(Stored data)

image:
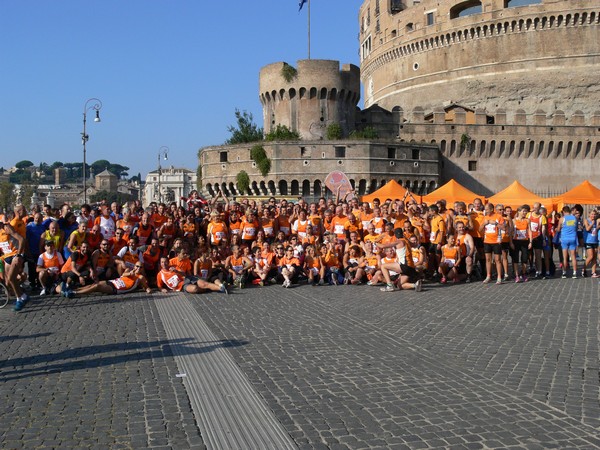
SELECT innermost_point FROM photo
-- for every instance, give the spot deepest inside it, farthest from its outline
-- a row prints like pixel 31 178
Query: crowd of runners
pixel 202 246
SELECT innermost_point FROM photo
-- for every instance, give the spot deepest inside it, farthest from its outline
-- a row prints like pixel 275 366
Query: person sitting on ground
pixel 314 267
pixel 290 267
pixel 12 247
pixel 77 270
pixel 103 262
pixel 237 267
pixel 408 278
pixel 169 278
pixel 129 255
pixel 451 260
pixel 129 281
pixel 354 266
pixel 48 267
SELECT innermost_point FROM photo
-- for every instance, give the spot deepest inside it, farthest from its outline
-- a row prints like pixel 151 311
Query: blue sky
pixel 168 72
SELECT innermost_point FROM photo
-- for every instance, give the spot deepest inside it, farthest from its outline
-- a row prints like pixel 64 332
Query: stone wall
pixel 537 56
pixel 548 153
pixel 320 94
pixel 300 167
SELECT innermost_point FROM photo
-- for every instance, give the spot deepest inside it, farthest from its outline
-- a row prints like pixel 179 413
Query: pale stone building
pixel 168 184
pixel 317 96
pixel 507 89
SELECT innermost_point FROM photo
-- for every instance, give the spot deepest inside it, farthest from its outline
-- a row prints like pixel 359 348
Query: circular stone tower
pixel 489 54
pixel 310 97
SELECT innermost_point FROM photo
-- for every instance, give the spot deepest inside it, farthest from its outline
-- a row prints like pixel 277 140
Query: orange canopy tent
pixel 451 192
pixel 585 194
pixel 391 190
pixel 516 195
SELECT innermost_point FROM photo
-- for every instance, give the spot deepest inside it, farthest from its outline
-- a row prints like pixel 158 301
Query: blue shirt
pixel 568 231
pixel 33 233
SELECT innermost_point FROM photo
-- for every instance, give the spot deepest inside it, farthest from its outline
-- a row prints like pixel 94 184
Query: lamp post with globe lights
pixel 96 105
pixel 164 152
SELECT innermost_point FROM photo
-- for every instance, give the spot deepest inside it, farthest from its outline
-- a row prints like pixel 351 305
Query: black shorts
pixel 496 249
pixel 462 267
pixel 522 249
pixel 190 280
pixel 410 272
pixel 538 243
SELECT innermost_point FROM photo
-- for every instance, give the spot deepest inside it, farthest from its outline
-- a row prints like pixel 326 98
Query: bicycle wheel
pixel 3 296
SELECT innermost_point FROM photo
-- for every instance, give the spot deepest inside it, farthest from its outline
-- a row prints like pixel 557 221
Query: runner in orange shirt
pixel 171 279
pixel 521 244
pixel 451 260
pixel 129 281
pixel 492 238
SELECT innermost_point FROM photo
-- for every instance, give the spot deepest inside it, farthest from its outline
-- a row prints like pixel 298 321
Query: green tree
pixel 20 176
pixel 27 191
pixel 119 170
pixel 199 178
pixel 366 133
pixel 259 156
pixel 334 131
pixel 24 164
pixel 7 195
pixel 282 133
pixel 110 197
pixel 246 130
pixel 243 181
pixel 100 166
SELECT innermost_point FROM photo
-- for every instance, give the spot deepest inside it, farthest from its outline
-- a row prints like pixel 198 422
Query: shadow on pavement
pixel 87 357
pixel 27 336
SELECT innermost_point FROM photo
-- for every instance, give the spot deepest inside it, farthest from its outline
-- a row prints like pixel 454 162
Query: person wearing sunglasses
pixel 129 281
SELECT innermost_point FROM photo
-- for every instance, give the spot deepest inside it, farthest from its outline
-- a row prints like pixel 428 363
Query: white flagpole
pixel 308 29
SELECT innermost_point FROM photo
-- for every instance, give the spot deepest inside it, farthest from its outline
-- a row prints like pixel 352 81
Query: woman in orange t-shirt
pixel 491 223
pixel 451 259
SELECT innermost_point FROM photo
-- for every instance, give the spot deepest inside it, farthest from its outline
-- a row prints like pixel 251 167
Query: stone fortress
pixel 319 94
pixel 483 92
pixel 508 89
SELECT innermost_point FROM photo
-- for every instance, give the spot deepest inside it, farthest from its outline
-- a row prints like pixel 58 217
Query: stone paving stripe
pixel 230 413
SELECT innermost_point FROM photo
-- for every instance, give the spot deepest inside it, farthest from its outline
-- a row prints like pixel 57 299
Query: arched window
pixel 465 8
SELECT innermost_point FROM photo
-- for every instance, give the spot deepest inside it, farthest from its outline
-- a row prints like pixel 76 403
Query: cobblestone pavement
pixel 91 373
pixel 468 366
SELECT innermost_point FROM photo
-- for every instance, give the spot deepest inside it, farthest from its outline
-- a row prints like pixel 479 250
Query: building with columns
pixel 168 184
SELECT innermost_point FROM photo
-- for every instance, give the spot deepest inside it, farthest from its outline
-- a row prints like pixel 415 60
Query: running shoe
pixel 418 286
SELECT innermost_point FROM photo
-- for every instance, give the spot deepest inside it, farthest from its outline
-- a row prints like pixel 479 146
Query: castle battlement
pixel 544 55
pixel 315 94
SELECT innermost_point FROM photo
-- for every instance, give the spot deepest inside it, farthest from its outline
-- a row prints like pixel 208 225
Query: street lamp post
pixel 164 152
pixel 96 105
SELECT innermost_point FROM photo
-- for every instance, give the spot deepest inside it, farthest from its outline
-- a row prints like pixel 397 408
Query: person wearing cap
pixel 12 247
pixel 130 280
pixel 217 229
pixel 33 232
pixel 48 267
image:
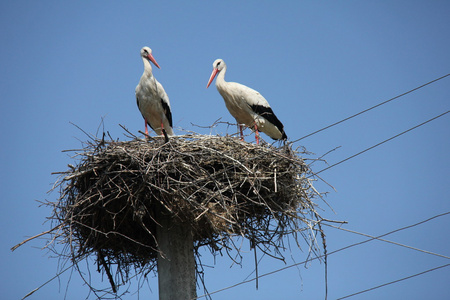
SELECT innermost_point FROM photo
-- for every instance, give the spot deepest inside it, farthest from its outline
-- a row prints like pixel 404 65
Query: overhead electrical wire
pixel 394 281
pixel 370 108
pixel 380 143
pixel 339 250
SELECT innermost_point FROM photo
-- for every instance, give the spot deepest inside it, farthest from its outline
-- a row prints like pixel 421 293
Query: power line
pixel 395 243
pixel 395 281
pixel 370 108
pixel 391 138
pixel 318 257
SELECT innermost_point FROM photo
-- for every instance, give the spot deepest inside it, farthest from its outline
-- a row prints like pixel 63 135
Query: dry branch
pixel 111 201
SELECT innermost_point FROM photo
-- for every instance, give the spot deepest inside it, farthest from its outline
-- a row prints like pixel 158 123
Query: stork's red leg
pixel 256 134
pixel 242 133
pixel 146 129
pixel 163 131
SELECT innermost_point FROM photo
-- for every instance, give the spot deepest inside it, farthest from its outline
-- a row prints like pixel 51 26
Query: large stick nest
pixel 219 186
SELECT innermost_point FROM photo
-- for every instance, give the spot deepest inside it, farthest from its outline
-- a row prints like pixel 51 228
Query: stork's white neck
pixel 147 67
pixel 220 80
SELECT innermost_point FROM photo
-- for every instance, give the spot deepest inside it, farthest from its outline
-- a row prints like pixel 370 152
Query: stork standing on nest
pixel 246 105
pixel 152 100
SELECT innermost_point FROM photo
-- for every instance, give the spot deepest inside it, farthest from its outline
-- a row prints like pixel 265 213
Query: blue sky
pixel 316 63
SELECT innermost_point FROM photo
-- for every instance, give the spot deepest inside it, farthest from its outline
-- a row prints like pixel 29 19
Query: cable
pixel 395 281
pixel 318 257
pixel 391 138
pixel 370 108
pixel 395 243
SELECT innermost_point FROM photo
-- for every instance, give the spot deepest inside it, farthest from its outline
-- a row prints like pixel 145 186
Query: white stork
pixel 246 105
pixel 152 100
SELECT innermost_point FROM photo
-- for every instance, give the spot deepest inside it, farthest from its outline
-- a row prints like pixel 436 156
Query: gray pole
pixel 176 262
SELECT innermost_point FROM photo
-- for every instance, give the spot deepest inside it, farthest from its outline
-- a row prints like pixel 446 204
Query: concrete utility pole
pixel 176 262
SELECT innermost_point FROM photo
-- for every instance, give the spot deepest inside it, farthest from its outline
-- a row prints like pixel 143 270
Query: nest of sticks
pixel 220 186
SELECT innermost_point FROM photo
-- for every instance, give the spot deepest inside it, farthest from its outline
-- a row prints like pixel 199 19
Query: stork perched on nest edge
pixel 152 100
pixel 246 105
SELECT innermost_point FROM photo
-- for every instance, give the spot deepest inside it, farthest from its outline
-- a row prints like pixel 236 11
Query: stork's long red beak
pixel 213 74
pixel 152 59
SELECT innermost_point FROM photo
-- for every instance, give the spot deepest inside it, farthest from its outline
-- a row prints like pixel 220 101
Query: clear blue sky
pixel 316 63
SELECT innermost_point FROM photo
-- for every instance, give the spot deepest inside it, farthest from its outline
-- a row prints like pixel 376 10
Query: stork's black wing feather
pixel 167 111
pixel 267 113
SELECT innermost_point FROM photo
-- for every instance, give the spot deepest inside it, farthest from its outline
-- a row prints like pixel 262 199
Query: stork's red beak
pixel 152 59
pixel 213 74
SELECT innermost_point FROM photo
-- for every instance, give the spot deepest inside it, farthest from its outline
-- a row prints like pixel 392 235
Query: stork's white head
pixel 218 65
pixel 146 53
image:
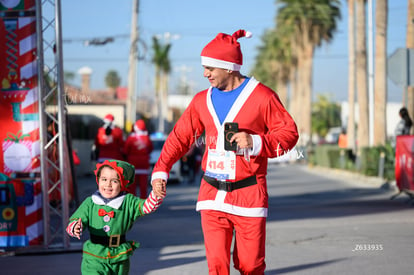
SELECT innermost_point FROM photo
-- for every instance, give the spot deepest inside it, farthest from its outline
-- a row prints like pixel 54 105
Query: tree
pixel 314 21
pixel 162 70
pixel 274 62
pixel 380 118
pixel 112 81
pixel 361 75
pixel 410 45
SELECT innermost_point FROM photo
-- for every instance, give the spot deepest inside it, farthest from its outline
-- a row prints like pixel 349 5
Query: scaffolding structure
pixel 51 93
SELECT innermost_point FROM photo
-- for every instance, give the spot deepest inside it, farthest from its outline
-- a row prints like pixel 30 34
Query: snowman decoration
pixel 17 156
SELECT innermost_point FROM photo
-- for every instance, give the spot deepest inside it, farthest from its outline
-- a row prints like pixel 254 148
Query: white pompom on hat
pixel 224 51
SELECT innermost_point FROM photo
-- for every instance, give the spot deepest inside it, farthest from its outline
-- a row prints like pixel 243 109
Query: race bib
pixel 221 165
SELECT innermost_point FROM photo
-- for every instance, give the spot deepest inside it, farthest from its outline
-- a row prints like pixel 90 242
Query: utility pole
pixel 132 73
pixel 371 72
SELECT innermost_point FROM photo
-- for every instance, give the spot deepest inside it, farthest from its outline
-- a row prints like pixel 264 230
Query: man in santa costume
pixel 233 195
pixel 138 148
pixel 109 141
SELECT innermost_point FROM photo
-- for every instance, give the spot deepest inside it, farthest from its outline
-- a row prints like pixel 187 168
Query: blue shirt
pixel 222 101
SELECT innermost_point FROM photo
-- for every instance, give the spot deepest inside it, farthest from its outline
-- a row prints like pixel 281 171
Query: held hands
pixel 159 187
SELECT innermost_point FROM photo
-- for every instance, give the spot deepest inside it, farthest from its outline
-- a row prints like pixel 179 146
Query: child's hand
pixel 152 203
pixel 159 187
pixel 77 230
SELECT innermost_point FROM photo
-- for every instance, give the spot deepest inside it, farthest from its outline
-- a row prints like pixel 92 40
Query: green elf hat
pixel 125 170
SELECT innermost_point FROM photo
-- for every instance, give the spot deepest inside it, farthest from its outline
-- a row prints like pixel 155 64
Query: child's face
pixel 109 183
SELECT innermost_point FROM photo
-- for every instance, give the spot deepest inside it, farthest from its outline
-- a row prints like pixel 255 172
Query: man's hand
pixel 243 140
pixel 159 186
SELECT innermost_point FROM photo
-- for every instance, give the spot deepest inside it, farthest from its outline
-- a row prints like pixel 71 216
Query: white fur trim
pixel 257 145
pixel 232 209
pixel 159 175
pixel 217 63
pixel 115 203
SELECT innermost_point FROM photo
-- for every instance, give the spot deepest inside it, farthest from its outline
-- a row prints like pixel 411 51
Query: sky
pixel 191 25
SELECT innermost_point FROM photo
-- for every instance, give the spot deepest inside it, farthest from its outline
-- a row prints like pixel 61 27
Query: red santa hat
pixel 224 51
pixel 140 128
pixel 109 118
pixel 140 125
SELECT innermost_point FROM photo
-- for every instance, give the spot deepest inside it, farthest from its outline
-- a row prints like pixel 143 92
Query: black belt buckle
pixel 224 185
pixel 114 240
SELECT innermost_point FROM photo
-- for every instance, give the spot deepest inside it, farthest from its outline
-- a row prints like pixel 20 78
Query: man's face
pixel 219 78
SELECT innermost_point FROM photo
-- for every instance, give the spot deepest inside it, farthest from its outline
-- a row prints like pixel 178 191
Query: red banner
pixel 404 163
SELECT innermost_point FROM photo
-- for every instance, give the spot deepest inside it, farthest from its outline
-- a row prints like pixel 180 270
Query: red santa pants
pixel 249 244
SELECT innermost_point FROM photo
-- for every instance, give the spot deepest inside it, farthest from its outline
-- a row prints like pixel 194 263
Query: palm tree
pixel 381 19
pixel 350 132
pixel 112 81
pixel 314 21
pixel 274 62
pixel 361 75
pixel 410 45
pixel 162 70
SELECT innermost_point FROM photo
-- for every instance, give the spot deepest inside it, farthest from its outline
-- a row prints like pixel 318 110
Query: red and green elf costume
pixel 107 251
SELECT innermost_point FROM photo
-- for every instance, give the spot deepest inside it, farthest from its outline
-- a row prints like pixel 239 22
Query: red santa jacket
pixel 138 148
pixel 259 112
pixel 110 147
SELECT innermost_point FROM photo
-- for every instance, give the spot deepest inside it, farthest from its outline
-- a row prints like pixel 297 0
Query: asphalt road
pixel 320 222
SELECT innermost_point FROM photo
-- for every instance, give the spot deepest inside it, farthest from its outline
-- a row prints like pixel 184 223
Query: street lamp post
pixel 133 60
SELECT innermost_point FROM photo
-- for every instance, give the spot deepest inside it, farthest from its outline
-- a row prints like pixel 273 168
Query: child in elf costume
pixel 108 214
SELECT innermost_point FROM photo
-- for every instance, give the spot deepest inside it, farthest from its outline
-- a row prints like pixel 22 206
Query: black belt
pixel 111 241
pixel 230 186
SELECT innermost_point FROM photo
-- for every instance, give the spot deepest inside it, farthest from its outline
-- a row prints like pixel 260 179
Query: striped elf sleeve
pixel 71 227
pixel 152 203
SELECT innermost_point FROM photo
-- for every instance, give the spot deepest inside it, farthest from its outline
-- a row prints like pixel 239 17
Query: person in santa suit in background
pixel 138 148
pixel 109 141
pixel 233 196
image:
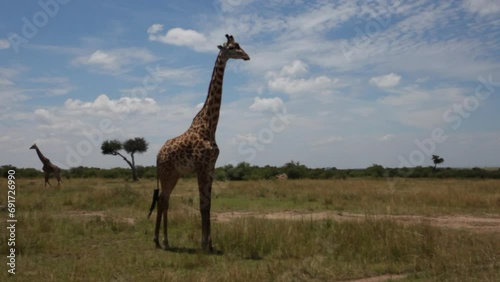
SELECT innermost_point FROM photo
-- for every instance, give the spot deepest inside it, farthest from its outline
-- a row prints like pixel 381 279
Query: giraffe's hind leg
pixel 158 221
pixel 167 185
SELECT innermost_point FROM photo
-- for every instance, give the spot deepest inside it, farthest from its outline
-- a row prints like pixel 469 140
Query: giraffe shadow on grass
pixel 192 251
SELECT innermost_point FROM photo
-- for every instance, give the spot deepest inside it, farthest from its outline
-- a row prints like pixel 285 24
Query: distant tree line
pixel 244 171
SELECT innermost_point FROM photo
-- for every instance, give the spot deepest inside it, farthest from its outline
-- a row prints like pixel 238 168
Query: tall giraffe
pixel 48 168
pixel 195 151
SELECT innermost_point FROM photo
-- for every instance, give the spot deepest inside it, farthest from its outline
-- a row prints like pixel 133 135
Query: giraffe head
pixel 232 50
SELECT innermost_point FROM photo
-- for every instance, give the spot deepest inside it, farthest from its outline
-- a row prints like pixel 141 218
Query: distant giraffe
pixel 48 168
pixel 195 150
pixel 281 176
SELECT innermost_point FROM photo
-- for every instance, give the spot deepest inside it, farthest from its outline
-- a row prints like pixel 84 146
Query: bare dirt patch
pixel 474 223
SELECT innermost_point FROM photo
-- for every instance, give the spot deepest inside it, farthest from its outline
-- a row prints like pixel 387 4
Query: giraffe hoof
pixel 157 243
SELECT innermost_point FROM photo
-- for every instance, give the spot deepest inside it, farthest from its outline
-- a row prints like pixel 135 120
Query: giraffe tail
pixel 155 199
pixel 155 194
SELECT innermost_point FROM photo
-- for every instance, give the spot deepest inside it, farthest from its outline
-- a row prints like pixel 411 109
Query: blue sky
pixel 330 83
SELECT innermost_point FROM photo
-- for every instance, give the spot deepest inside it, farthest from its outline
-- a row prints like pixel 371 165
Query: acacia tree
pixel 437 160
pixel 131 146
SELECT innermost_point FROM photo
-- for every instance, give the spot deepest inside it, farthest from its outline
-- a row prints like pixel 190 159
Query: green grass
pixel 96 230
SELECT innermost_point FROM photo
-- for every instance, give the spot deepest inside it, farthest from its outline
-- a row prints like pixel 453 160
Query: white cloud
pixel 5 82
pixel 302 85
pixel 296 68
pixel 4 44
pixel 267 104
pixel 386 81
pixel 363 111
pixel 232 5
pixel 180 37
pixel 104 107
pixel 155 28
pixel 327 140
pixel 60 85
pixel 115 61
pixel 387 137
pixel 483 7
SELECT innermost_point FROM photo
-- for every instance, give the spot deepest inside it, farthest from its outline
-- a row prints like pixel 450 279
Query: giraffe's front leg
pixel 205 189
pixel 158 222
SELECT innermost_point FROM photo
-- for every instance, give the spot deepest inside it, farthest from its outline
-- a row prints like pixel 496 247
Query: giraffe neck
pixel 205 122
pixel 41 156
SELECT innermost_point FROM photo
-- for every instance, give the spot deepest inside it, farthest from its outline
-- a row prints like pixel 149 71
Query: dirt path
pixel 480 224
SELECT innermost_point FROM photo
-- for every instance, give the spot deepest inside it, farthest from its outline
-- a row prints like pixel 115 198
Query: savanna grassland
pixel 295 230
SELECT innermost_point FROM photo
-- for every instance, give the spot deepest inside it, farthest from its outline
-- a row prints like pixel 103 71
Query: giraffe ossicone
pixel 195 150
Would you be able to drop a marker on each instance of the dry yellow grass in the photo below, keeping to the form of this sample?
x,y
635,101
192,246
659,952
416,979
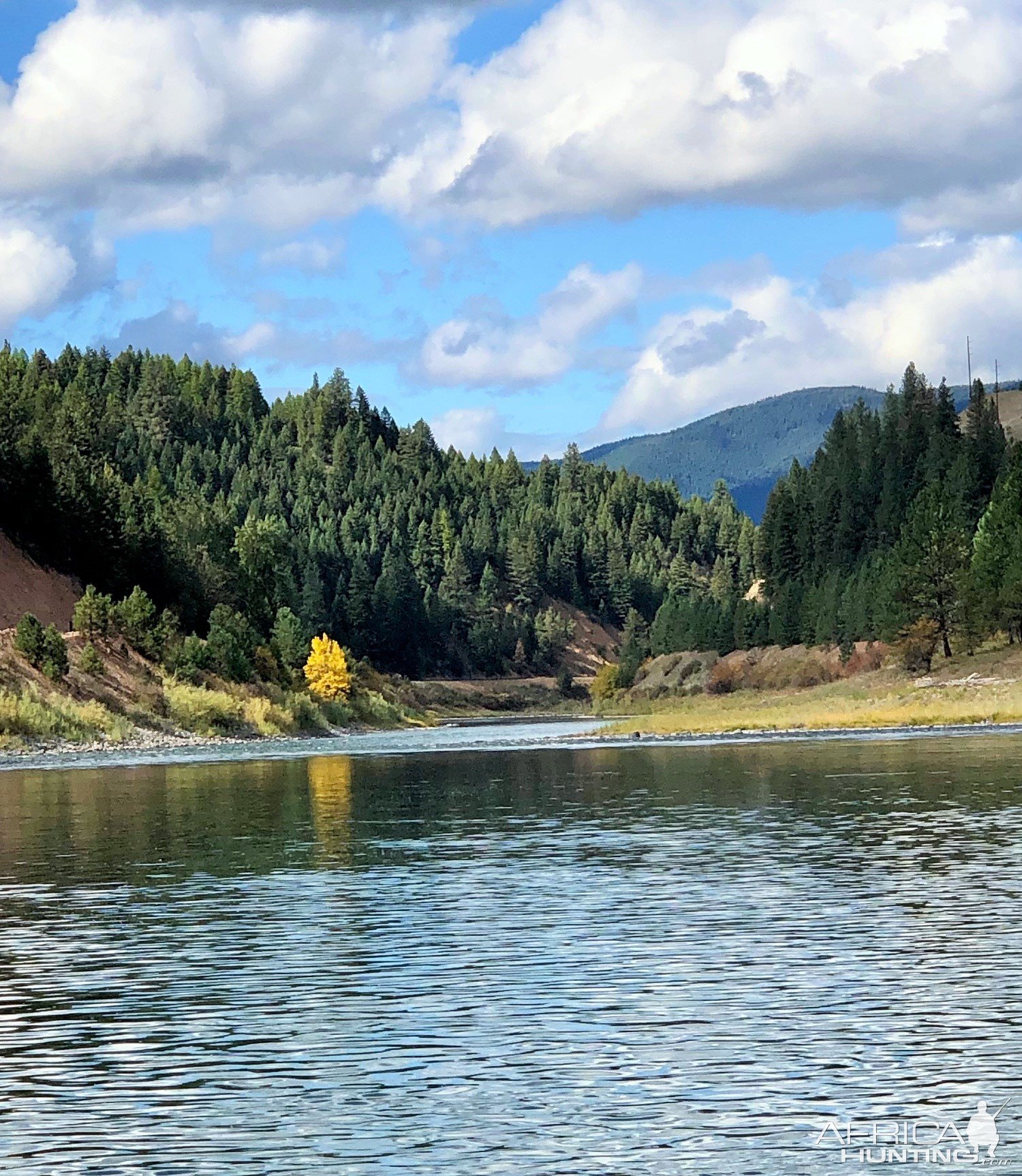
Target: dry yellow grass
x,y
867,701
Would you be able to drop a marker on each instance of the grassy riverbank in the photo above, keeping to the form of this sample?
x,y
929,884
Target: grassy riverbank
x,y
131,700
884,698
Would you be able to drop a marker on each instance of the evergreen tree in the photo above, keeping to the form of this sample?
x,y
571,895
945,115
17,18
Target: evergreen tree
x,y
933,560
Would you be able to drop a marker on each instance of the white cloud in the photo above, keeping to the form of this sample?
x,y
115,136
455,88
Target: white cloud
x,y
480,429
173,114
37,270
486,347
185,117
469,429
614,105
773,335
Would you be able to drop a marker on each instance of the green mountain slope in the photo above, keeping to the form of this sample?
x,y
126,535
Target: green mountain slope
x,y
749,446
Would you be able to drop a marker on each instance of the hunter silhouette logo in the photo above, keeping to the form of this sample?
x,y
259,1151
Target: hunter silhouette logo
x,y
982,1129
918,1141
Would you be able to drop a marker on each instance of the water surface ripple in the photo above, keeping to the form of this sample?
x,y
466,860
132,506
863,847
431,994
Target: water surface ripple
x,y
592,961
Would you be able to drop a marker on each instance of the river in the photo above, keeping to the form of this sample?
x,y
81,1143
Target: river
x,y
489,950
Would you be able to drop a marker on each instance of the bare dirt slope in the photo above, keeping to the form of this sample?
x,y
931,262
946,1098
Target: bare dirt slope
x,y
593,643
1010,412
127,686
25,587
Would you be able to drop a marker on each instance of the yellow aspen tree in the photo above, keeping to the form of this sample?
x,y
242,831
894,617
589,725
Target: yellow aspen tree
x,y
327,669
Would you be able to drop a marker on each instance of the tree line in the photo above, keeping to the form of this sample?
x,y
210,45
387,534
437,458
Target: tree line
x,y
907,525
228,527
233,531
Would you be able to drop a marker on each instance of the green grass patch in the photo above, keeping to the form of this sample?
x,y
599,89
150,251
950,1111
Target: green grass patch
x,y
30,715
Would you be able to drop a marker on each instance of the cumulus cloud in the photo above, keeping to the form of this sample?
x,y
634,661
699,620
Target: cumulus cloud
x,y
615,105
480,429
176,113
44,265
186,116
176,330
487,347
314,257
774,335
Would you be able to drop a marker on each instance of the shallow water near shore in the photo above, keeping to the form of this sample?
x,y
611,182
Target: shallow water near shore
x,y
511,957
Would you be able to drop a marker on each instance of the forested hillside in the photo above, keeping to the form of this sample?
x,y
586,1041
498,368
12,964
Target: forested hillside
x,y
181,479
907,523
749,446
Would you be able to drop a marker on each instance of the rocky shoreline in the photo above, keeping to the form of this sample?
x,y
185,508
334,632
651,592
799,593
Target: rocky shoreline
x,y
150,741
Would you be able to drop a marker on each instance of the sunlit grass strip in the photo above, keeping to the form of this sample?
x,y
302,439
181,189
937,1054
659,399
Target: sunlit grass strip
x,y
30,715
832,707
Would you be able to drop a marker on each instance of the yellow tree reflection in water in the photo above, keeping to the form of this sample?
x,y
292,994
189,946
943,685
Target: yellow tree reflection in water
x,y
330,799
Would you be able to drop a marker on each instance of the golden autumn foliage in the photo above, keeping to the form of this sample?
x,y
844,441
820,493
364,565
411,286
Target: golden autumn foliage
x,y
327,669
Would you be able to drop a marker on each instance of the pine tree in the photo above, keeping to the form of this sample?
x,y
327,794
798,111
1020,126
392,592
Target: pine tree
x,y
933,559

Exercise goal
Copy out only the lines of the records above from the one with "-- a row prints like pixel 239 22" through the one with "-- a row prints like pixel 297 0", exactly as they stand, both included.

Task answer
-- a row prints like pixel 239 22
Query: red santa jacket
pixel 138 148
pixel 259 112
pixel 110 147
SELECT innermost_point FROM photo
-- for every instance, give the spot deepest inside it, farthest from its outline
-- a row prints like pixel 297 0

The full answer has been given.